_Exercise instructions_. Scale every coordinate in the answers by 1.3, rounding to whole numbers with halves rounded up, and reproduce all lines from the line with "For the benchmark, mark every instance of the parked" through the end of the records. Keep the other lines unchanged and output nothing beyond that span.

_Given entries_.
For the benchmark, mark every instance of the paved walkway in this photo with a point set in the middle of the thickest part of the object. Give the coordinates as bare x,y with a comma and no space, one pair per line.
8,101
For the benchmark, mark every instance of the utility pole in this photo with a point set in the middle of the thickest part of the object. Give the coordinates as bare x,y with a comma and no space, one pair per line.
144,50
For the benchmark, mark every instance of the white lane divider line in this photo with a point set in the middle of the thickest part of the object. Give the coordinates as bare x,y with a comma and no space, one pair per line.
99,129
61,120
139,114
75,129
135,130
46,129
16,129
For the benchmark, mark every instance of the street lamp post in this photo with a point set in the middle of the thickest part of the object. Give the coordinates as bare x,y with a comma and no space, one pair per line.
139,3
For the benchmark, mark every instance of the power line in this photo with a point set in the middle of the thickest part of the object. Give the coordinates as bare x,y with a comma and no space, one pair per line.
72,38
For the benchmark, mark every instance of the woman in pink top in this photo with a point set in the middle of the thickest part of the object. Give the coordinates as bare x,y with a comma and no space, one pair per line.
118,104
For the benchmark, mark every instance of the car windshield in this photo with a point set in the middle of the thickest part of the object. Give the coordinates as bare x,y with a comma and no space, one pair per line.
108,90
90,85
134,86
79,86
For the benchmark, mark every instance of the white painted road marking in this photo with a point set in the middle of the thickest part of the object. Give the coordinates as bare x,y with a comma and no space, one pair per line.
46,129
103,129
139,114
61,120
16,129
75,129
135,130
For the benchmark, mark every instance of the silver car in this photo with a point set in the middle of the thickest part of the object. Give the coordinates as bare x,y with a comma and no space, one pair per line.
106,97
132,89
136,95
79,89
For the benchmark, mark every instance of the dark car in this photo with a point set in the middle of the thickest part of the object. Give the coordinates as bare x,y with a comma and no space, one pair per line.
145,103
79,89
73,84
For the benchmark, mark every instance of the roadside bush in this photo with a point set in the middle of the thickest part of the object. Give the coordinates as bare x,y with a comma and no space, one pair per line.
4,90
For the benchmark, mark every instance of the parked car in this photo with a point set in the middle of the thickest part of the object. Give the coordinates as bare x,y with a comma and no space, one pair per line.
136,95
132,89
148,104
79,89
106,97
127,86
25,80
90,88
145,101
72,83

_The completed task_.
For the benchmark, mark every instance of the parked car in this photo with a point set in the middle of the thickest part of the object. Give the coordinates as bare x,y with a comma and no space, one pair per line.
177,124
172,116
192,135
103,116
138,126
165,112
33,104
117,114
189,131
94,108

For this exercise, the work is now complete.